◆ ACTION ITEM ◆
Repeat exactly, and only, the lines from the one holding "of the eroded" through the last line of the records below.

── LISTED ENTRIES

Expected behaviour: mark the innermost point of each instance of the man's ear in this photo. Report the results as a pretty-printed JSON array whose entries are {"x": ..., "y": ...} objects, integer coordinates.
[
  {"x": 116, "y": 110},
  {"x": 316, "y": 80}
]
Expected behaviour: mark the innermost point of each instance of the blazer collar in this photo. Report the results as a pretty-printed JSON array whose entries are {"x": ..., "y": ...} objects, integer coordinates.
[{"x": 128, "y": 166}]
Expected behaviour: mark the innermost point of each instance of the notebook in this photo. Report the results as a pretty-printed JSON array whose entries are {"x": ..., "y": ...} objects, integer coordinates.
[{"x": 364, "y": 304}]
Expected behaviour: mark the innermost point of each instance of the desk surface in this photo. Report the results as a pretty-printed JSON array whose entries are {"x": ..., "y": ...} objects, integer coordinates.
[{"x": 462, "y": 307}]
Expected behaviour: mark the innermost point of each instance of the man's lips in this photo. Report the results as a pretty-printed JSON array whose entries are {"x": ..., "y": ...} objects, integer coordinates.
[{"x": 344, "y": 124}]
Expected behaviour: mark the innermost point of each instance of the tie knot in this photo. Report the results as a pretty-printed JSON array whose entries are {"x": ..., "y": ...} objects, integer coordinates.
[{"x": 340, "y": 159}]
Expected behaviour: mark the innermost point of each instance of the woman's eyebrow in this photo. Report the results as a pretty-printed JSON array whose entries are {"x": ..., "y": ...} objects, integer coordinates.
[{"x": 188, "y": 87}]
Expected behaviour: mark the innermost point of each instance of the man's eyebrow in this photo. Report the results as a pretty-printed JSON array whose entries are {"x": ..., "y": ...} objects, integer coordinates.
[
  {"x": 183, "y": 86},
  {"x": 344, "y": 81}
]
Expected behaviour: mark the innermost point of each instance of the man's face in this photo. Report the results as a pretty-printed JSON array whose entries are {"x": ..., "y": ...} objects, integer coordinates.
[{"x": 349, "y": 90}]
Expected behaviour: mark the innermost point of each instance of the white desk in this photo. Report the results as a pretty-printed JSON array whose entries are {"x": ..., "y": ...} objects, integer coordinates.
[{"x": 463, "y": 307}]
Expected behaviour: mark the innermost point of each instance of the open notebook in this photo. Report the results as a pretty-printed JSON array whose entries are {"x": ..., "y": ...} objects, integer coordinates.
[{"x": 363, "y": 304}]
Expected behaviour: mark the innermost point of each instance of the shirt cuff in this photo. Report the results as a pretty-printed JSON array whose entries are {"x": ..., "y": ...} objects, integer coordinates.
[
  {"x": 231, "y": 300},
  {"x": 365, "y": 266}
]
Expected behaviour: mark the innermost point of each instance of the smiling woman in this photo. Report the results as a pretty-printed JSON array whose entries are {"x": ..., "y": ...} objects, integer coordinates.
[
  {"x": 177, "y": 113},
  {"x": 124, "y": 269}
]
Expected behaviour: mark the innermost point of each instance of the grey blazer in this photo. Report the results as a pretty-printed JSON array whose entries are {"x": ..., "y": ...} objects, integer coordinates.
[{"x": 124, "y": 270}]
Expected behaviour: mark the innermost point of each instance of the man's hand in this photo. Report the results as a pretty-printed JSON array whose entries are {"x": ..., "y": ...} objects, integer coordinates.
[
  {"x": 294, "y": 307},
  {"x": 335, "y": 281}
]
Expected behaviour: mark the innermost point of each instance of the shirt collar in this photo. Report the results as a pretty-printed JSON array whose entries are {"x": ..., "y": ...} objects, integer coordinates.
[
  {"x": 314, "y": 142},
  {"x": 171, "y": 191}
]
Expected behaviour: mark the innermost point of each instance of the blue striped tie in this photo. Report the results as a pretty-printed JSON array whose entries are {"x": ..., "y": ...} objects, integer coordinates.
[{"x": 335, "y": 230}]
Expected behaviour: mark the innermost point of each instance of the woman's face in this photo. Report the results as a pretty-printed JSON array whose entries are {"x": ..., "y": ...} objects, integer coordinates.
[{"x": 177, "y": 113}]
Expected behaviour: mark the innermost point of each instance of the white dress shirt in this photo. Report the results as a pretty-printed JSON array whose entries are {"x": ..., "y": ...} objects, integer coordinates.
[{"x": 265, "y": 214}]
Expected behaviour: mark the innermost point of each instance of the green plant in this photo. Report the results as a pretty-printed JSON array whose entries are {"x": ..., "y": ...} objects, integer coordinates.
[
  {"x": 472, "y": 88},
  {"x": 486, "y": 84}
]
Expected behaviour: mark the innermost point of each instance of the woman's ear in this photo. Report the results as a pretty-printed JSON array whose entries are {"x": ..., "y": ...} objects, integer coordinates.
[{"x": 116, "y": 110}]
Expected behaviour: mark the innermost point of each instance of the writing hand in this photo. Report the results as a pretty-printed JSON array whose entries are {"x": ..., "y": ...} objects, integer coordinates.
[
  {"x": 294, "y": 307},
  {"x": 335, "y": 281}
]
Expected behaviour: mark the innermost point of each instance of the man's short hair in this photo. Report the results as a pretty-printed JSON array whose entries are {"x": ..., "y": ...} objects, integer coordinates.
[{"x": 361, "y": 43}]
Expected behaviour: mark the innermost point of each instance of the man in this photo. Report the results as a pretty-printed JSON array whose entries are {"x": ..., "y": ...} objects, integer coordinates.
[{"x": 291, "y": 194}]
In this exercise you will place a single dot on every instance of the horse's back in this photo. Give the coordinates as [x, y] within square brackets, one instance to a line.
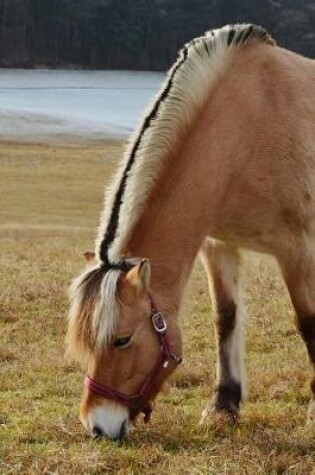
[266, 104]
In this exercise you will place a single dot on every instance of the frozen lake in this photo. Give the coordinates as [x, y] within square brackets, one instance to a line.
[44, 104]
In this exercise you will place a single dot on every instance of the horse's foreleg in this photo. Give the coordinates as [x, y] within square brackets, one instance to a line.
[299, 273]
[222, 265]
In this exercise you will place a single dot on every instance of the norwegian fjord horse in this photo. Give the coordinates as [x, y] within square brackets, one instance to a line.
[226, 150]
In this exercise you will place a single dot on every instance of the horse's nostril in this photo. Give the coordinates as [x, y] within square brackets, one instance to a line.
[96, 433]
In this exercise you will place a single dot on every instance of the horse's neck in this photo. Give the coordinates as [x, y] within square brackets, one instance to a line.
[169, 232]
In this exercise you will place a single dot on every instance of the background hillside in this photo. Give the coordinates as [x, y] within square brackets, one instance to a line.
[136, 34]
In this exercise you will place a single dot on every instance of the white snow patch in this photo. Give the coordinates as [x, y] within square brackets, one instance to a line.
[42, 104]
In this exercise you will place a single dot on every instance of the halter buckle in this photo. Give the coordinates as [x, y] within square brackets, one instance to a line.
[159, 322]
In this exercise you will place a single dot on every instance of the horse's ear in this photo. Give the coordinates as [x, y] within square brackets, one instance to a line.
[89, 257]
[139, 276]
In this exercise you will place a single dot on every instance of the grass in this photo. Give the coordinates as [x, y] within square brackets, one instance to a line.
[50, 201]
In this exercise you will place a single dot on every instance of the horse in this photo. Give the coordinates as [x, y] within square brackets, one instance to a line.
[223, 161]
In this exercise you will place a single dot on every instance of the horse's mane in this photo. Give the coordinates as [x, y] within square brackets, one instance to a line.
[199, 66]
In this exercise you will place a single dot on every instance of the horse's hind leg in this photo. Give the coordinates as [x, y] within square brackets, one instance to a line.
[222, 265]
[298, 269]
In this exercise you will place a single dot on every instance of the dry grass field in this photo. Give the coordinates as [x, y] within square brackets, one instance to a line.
[50, 200]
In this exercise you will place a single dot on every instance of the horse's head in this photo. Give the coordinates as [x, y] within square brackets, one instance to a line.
[115, 327]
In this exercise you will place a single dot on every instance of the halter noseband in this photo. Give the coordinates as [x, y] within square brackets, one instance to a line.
[139, 402]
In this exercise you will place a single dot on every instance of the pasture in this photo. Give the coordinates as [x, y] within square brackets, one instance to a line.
[50, 202]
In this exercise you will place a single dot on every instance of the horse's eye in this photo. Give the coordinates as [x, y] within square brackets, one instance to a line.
[122, 342]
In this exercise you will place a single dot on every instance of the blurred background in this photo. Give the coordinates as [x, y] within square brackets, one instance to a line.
[136, 34]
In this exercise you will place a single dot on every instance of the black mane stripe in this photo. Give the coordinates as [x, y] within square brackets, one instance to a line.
[232, 36]
[113, 221]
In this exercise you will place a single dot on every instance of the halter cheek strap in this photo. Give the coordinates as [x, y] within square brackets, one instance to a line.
[139, 402]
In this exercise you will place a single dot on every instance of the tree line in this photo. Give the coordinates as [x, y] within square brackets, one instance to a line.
[136, 34]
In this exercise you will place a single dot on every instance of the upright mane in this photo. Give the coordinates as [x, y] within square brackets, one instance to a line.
[199, 66]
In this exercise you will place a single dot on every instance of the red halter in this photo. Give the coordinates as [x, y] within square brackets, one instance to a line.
[139, 402]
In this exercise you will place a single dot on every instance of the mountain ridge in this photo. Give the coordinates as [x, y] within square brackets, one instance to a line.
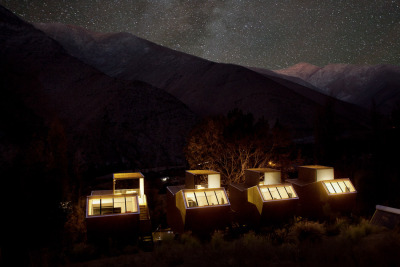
[208, 88]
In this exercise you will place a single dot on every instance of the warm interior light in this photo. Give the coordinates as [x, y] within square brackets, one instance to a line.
[339, 186]
[274, 192]
[201, 198]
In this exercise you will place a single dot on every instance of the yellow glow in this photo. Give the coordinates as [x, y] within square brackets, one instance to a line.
[111, 204]
[205, 197]
[277, 192]
[339, 186]
[130, 175]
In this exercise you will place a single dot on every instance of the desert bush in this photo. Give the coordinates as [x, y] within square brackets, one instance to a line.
[306, 231]
[359, 231]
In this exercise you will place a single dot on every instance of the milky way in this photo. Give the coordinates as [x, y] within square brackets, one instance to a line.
[269, 34]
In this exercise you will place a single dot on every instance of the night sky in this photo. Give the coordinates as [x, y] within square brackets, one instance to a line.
[270, 34]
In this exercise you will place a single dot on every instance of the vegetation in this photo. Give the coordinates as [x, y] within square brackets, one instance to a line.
[342, 242]
[237, 142]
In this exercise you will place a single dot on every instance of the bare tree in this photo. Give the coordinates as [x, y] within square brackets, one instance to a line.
[233, 144]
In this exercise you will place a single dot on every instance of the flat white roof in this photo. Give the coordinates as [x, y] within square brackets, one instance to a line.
[201, 172]
[316, 167]
[388, 209]
[128, 175]
[263, 170]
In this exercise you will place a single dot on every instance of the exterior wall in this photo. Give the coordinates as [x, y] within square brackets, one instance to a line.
[174, 217]
[316, 203]
[272, 178]
[190, 180]
[214, 180]
[207, 219]
[276, 211]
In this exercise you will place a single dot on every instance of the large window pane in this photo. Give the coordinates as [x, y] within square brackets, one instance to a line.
[330, 188]
[282, 192]
[190, 200]
[211, 197]
[131, 204]
[290, 192]
[336, 187]
[119, 205]
[221, 197]
[94, 208]
[265, 193]
[106, 206]
[349, 185]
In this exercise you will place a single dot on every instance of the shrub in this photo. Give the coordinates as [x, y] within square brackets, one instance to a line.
[306, 231]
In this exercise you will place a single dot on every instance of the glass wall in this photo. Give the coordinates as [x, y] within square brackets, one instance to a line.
[277, 192]
[201, 198]
[105, 205]
[339, 186]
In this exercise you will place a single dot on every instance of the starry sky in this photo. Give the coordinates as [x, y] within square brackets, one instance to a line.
[271, 34]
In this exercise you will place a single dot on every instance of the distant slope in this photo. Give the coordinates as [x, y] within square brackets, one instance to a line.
[358, 84]
[107, 121]
[206, 87]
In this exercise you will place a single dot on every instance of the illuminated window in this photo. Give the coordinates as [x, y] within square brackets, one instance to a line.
[339, 186]
[112, 205]
[201, 198]
[272, 192]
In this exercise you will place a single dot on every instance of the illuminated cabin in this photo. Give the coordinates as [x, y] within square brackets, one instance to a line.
[201, 205]
[263, 198]
[121, 212]
[320, 192]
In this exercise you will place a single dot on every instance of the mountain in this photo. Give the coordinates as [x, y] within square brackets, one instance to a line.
[206, 87]
[105, 121]
[362, 85]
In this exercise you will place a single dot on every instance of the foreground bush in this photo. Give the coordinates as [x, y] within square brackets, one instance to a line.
[301, 243]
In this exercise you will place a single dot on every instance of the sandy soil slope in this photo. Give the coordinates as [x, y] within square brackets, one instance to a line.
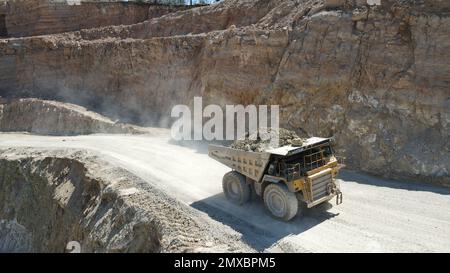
[377, 215]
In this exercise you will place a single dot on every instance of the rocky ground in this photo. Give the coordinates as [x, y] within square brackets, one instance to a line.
[374, 77]
[377, 215]
[57, 118]
[52, 197]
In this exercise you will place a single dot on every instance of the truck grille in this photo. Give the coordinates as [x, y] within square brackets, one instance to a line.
[319, 183]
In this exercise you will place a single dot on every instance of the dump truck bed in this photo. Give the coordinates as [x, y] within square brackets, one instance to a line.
[250, 164]
[253, 164]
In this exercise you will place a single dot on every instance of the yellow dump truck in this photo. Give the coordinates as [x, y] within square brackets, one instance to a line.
[286, 177]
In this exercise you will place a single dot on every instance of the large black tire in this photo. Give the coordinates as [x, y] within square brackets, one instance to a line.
[280, 202]
[236, 189]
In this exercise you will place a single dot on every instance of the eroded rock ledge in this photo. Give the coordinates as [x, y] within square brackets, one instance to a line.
[51, 198]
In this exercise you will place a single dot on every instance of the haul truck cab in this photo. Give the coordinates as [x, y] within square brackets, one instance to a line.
[283, 176]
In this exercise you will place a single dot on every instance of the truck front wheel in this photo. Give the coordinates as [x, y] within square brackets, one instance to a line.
[281, 203]
[235, 188]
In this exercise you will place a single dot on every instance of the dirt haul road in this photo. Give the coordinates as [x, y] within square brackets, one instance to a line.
[377, 215]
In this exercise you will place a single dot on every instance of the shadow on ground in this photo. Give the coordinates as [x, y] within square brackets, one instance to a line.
[258, 228]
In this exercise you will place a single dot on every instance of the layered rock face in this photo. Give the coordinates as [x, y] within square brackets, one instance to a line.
[374, 77]
[38, 17]
[56, 118]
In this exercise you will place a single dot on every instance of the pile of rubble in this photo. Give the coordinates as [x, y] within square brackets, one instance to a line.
[261, 140]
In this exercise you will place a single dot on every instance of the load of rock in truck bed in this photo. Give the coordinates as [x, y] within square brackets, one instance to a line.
[260, 141]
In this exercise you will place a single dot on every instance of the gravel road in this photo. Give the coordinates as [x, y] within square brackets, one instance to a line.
[377, 215]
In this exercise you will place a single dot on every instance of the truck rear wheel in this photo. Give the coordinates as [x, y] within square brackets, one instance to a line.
[236, 188]
[281, 203]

────

◆ WRITTEN RESPONSE ◆
In this exercise you will place a single dot on every instance of the eroded rock ledge in this photo. Give the coordinates as [x, y] within square brackets, one instance to a line.
[51, 198]
In this exercise you will place a single dot on every instance of the haul truck cab in this photo. Give the coordinates as [x, y] within square brackets, one instance to a line.
[283, 176]
In this exercise you will place a single dot on every instance of the truck front wheel in this photo. Give the coordinates as [x, y] within square brackets, one instance to a line.
[281, 203]
[235, 188]
In this exercise you will place a single dot on every instance of the dirt haul road in this photo. Give the coordinates as [x, y] within square brackets, one instance to a line.
[377, 215]
In this exercise you will place a single dot on every instance of the shadow on ground in this photo. Give the coordinates as [x, y] within square brackets, one instance to a line.
[258, 228]
In this exercise you will place a single dot on every instance of the layered rock face in this photo. Give the coordinates as [x, y] within square brackets, one instance to a line.
[374, 77]
[38, 17]
[56, 118]
In this exercise you will place a single dot on every instance of the pile of rubble in this photo. Give the coordinates as [x, y] within square brackets, one instance to a line.
[261, 140]
In this exercise you will place a single dot on every instance of the load of rock in truck bed in this photo. Give the coordinates as [x, y] within square brackets, one instance to a line.
[260, 141]
In this exercise you will place a single dot on every instance of the gravel road in this photo. Give the coordinates as [x, y] within square brackets, one instance to a line.
[377, 215]
In this exercise you will place a single dot on every instance of the truck rear wheel in this photo. Give the coordinates as [x, y] within square brackets, one instance to a line.
[236, 188]
[281, 203]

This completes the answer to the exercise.